- **ARTICLE**:
Your guess is as good as mine actually. I can't tell either. I mean, you're right, Des, and there's this AI Networks And this budget that are now allocated more and more by the hyperscale towards this AI networks, But not necessary, particularly in enterprise at the expense of traditional workloads and traditional data centers. I think there's going to be a and there's definitely coexistence and a lot of the large amount of spending on AI today that we see For us, that is very much on the hyperscale. And so enterprise are still focusing a lot of their budget As they have on their traditional data centers and traditional workloads supporting x86.

Speaker 2

And but it's just maybe too early to really for us to find to figure out Whether that is that cannibalization.

Speaker 6

Thank you, Hardik.

Operator

Thank you. One moment for our next question. And that will come from the line of Ambrish Srivastava with BMO Capital Markets. Your line is open.

Speaker 10

Hi. Thank you very much, Hock. I have a less sexy topic to talk about, but obviously very important in how you manage the business. Can you talk about lead times and especially in the light of demand moderating, manufacturing cycle times coming down, Not to mention the 6 months that you highlighted for the cutting edge. Are you still staying with the 52 week Can I lead quoting to customers or has that changed?

Speaker 10

Thank you.

Speaker 2

By the way, it's 50. Yes, my standard lead time for our products is 50 weeks and we are still staying with it because it's not about as much lead time to manufacture the product as Our interest and frankly, our mutual interest between our customers and ourselves to Take a hard look at providing visibility for us in ensuring we can And supplying in the right amount at the right time the requirements. So yes, we're still sticking to 50 weeks.

Speaker 10

Got it. Thank you a lot.

Operator

Thank you. One moment for our next question.

Speaker 7

And that will come from

Operator

the line from Harsh Kumar with Piper Sandler.

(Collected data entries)
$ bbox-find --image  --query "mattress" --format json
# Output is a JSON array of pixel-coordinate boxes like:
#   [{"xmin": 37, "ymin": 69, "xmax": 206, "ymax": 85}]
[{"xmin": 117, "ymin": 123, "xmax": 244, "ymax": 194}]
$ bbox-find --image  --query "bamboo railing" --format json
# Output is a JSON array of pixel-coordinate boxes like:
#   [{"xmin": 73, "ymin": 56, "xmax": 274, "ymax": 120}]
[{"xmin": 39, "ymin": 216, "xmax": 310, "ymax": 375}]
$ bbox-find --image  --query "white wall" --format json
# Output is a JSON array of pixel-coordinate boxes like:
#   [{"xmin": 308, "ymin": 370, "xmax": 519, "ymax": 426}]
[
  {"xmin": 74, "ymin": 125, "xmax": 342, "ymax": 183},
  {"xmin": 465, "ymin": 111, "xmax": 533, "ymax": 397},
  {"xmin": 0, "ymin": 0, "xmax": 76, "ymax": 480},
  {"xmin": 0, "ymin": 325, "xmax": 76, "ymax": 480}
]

- **TASK STATEMENT**:
Answer these questions using the transcript:
(a) Which firm is Ambrish Srivastava with?
(b) What standard lead time for products does Speaker 2 state?
(c) Which firm is Harsh Kumar with?

- **WRITTEN REPLY**:
(a) BMO Capital Markets
(b) 50 weeks
(c) Piper Sandler